» Your objective: Copy out precisely the lines from the start of the data through the line with "Target: sun", and keep pictures out of it.

-- Entries provided follows --

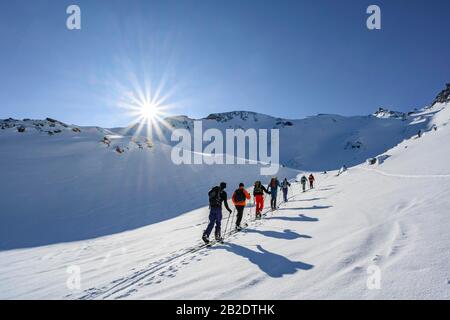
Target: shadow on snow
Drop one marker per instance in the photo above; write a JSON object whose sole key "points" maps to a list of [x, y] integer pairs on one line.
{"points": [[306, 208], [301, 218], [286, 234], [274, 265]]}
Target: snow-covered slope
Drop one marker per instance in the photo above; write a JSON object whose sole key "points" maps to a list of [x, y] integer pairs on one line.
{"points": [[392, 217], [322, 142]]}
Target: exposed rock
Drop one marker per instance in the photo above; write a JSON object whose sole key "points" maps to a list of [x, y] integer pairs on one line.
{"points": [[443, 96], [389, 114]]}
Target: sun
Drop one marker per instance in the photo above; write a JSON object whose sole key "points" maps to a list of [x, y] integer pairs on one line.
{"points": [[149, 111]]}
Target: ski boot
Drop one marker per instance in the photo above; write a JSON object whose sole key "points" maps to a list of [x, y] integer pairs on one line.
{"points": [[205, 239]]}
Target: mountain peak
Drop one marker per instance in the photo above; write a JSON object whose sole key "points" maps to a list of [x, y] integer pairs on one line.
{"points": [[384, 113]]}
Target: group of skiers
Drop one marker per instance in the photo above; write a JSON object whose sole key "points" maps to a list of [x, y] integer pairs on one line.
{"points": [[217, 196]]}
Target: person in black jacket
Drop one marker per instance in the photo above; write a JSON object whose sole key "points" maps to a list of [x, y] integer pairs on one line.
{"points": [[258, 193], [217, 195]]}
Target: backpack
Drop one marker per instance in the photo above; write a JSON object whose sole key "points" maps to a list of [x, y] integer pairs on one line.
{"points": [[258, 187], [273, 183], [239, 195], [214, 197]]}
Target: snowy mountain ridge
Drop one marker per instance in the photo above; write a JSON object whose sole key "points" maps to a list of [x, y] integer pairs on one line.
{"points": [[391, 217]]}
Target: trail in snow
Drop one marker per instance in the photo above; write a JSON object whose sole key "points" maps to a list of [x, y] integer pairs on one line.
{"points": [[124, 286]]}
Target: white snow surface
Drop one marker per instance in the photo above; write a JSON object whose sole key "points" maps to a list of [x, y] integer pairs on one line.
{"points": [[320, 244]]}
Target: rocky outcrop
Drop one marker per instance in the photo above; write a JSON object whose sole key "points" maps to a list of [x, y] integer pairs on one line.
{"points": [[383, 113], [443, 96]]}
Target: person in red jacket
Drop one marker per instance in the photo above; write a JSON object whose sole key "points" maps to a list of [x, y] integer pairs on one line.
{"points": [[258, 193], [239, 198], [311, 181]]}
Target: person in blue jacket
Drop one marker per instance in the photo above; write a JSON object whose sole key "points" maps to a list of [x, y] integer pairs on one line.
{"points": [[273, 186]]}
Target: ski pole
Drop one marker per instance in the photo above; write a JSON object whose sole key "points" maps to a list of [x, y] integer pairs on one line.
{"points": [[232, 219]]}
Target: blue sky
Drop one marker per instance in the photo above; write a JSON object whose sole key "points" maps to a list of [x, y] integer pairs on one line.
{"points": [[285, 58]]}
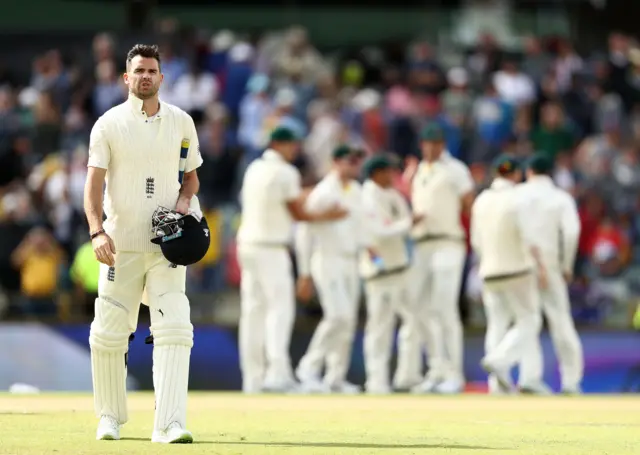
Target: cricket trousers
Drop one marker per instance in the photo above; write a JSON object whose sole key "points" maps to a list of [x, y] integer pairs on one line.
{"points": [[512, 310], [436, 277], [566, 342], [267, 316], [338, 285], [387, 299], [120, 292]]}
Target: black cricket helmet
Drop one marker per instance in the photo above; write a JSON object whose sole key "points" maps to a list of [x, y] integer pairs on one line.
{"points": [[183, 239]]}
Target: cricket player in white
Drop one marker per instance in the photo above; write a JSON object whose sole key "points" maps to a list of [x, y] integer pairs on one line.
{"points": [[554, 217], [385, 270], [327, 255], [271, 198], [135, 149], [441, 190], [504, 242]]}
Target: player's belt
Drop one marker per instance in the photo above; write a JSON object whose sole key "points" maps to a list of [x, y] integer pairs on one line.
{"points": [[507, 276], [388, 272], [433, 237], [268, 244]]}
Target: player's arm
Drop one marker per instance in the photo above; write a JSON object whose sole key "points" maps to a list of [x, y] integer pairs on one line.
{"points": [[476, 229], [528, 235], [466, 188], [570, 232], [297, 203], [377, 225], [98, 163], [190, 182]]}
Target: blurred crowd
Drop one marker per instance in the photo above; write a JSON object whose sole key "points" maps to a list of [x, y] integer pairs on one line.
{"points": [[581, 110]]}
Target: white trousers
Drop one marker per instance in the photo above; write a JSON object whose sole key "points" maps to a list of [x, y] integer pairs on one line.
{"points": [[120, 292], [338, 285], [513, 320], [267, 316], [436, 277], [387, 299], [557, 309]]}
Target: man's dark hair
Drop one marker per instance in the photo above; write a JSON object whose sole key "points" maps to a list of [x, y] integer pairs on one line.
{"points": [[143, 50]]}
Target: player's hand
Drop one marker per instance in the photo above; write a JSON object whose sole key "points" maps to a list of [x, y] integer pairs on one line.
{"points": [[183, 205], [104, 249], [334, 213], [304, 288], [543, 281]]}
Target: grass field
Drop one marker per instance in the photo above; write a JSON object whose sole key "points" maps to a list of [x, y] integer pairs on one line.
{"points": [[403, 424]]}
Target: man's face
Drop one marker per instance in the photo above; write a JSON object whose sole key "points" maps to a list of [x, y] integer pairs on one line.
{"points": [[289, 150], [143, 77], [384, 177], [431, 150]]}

-- Entries provided concluded --

» Exercise answer:
Target: shadow on snow
Drop one marker per instance in the photo above; write a JSON object whose sole key "points" maps to a list of [x, y] integer pairs on one line.
{"points": [[306, 208], [301, 218], [286, 234], [274, 265]]}
Target: snow-covered slope
Drop one marker per instance in the photo above; write a JSON object whose sole key "points" maps to a list of [x, y] integer pairs on one line.
{"points": [[392, 217], [322, 142]]}
Target: exposed rock
Drop one marker per instance in the photo above; write a JSON object whose sole key "points" maps to a list of [x, y] integer pairs on one line.
{"points": [[443, 96], [389, 114]]}
Target: sun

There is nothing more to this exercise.